_Instructions to follow_
Continue the passage on the cancer inquiry's findings about complementary therapies, starting after its final sentence.

_Given passage_
--- START ---

From evidence presented to the inquiry, it was clear that there is a great divide between conventional medicine and complementary therapy including alternative medicine. Collaboration appears to be virtually non-existent. So we have this strange situation in this country where there are thousands of cancer patients being treated in our hospitals and at the same time a majority of these same patients are using complementary therapies and alternative products without any exchange of information between the two systems. Some witnesses at our inquiry spoke about how in their case their specialists derided their inquiries about specific complementary therapies, or of the ignorance of many doctors about them. There is a void when it comes to the public having access to authoritative, accurate and up-to-date information.
In contrast, the committee heard evidence from overseas witnesses, who included representatives from the famous centre in New York, the Memorial Sloan-Kettering Cancer Centre; the Macmillan Cancer Relief centre in the United Kingdom; Mount Vernon Cancer Centre in London; and the Lance Armstrong Foundation. All the representatives told the committee about their use and endorsement of complementary therapies including herbal medicine and acupuncture, which were described as ‘an integrative part of mainstream cancer treatment’.
Integrative medicine is now a standard course of study in most American university medical schools. Australian witnesses representing this sector emphasised how nutritional medicine and techniques such as massage, meditation, sequential muscle relaxation and aromatherapy helped cancer patients having conventional treatment cope better with the side effects of their treatment as well as improving their outcomes. Complementary therapies also help patients who are in remission after successful conventional treatment to maintain good health.
It is the committee’s view that Australia is, in comparison with Europe and the USA, behind in the use of complementary therapies. It is clear from the evidence provided that respected scientific journals have published positive results relating to the use of complementary therapies. It also appears that Australian patients are already voting with their chequebooks by their widespread use of complementary therapies. Consequently the committee recommended that the government should publish authoritative, up-to-date information and, in addition, that complementary therapies should be incorporated within multidisciplinary cancer care.

--- END ---

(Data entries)
--- START ---

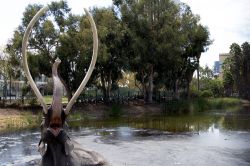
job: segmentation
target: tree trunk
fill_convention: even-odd
[[[178,87],[178,83],[179,83],[179,81],[178,81],[178,79],[176,79],[176,81],[175,81],[175,83],[174,83],[174,97],[176,98],[176,99],[179,99],[180,98],[180,96],[179,96],[179,87]]]
[[[107,87],[107,97],[110,98],[111,95],[111,85],[112,85],[112,78],[111,78],[111,74],[112,72],[109,71],[109,75],[108,75],[108,87]]]
[[[101,88],[102,88],[102,94],[103,94],[103,97],[104,97],[104,102],[107,103],[109,101],[109,97],[108,97],[108,94],[107,94],[107,88],[106,88],[106,85],[105,85],[105,78],[104,78],[104,74],[101,73]]]
[[[148,103],[153,102],[153,91],[154,91],[154,67],[150,67],[150,74],[148,78]]]

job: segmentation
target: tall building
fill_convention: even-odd
[[[230,53],[221,53],[221,54],[219,54],[219,61],[220,61],[220,74],[219,74],[219,77],[220,78],[223,77],[222,65],[223,65],[225,59],[228,58],[229,56],[230,56]]]
[[[213,71],[214,76],[219,76],[220,75],[220,71],[221,71],[220,61],[215,61],[214,62],[214,71]]]

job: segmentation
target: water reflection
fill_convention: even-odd
[[[250,165],[250,114],[72,122],[83,147],[124,165]],[[37,130],[0,135],[0,166],[36,165]],[[216,159],[216,160],[215,160]]]

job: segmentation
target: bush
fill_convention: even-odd
[[[118,118],[122,115],[122,109],[121,106],[118,104],[112,105],[111,109],[109,111],[109,116]]]
[[[211,90],[204,90],[201,92],[201,97],[213,97],[213,92]]]
[[[198,98],[201,96],[200,91],[197,89],[191,89],[189,93],[190,98]]]

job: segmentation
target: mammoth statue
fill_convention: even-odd
[[[85,78],[80,84],[79,88],[75,92],[74,96],[71,98],[66,108],[62,105],[63,96],[63,84],[58,77],[57,68],[60,64],[60,59],[56,59],[52,67],[52,77],[53,77],[53,101],[50,107],[45,104],[44,98],[42,97],[40,91],[38,90],[33,78],[31,77],[30,70],[27,62],[27,42],[29,35],[31,33],[32,27],[39,19],[39,17],[48,10],[48,7],[43,7],[38,13],[33,17],[29,23],[26,32],[23,37],[22,43],[22,55],[23,55],[23,67],[29,84],[34,91],[36,97],[38,98],[40,104],[43,108],[43,121],[41,124],[41,140],[39,143],[39,152],[42,155],[42,160],[40,161],[41,166],[108,166],[109,163],[103,159],[103,157],[93,151],[88,151],[80,148],[80,145],[71,140],[64,130],[65,120],[69,114],[72,105],[74,104],[77,97],[82,92],[86,83],[88,82],[97,59],[98,51],[98,36],[95,22],[90,15],[90,13],[85,10],[87,17],[90,21],[92,32],[93,32],[93,55],[92,60],[87,71]]]

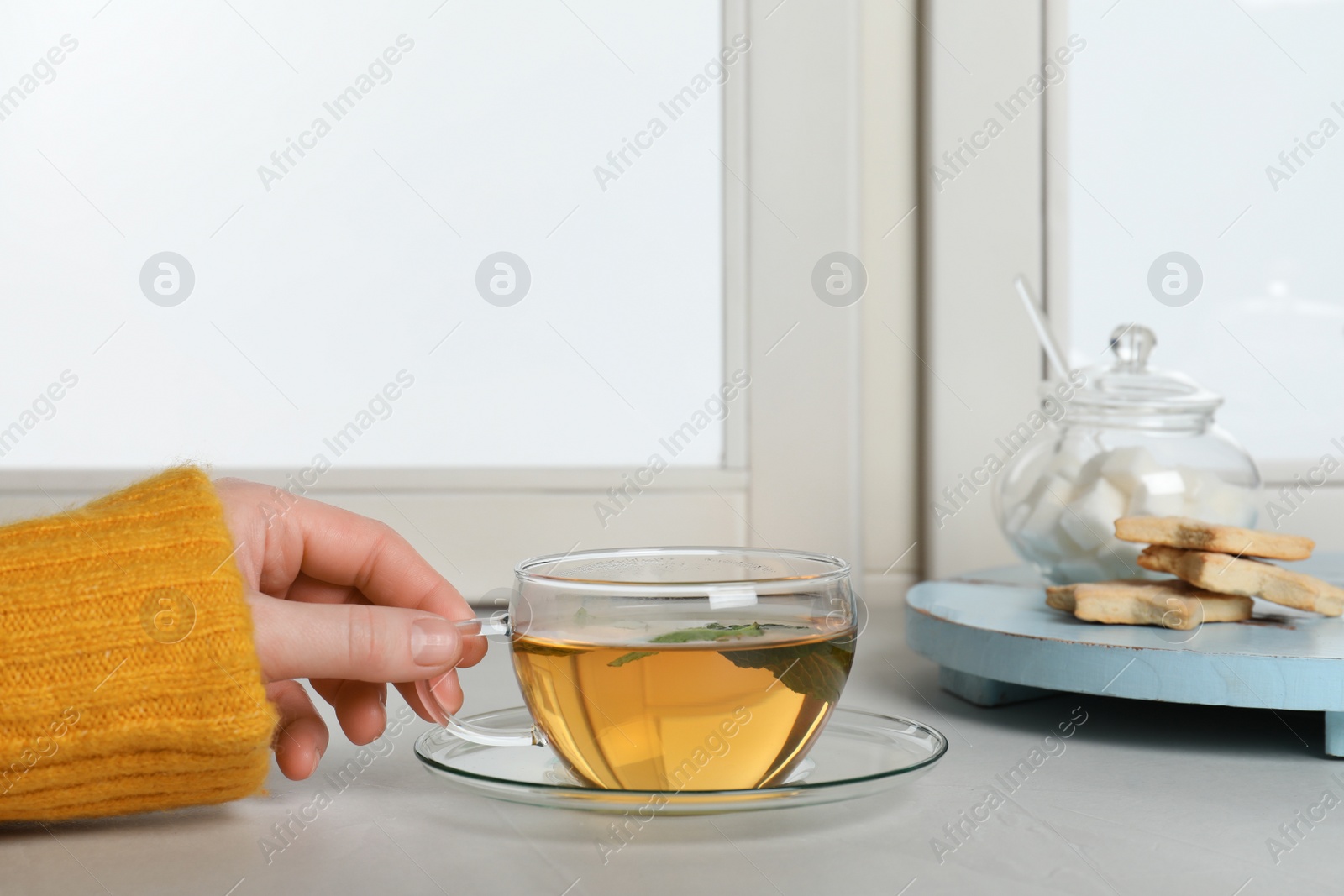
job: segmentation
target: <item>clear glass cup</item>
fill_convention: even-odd
[[[524,560],[503,635],[534,724],[456,719],[491,746],[548,744],[579,780],[620,790],[747,790],[785,780],[831,716],[857,610],[837,557],[758,548],[620,548]]]
[[[1254,527],[1261,476],[1251,455],[1214,423],[1223,399],[1189,377],[1148,364],[1145,326],[1111,333],[1113,363],[1042,386],[1052,427],[1013,450],[995,481],[995,510],[1020,557],[1055,584],[1165,578],[1142,570],[1144,545],[1116,537],[1121,516],[1185,516]],[[1081,380],[1081,382],[1079,382]]]

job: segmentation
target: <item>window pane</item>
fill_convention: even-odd
[[[0,11],[0,465],[632,465],[719,387],[716,3],[95,9]]]
[[[1223,394],[1219,422],[1261,461],[1318,457],[1344,411],[1344,4],[1111,3],[1068,4],[1087,46],[1047,163],[1068,195],[1073,360],[1146,324],[1154,363]],[[1168,253],[1202,274],[1188,304],[1195,270]]]

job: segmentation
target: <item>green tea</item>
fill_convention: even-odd
[[[521,634],[532,717],[582,780],[624,790],[746,790],[785,780],[840,697],[853,630],[680,623],[621,643]]]

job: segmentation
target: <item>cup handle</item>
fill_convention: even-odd
[[[493,613],[484,619],[462,619],[454,625],[462,635],[474,638],[481,638],[488,634],[507,635],[512,631],[512,623],[508,618],[508,613],[504,611]],[[434,717],[434,721],[444,725],[449,733],[456,735],[462,740],[470,740],[472,743],[484,744],[487,747],[546,746],[546,735],[535,724],[530,728],[487,728],[470,721],[462,721],[453,713],[444,709],[438,697],[435,697],[434,692],[430,690],[429,681],[417,681],[415,693],[419,695],[421,703],[425,704],[425,708],[429,711],[429,715]]]

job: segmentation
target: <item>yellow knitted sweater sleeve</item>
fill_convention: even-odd
[[[0,819],[261,787],[276,715],[233,551],[191,467],[0,527]]]

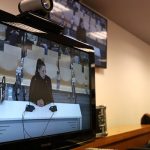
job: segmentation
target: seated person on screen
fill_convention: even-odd
[[[53,102],[51,79],[46,75],[46,66],[41,59],[37,60],[35,75],[31,79],[29,100],[38,106]]]

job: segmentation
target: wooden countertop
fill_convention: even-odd
[[[150,138],[150,125],[121,126],[109,129],[107,136],[97,137],[95,140],[75,148],[74,150],[85,150],[89,147],[105,147],[107,145],[112,145],[113,143],[134,139],[135,137],[143,136],[145,134],[149,134]]]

--- END ---

_Response below_
Professor Jane Maher, an overseas expert witness from the Mount Vernon Cancer Centre, recommended that Australia needed to find champions from the conventional medical sector who, like her, would be prepared to foster the use of complementary therapies and alternative medicines in their clinics as well as to encourage more research. The committee recommended that the NHMRC convene an expert working group to identify research needs which must involve representatives from the complementary therapy sector.
I believe this has been an extremely useful inquiry conducted by this Senate committee. Yesterday I delivered my valedictory speech, but now that this is an addendum to what I have done in my 22 years in this chamber I must say this may well be the most important inquiry I have sat on. I would like to thank the chairman of the committee, Senator Gavin Marshall; the deputy chair, Senator Sue Knowles; and the other members of the committee for the work they have put into what I regard as being a vital and important inquiry.
I hope these findings not only reflect the evidence, as I am sure they do, but also receive a sympathetic and understanding ear in government as we try and work our way through improving on the already first-class treatment that this country provides to cancer patients. There are some other steps we can take, and this report recommends them. I think it does so sensibly, and I commend it to the chamber.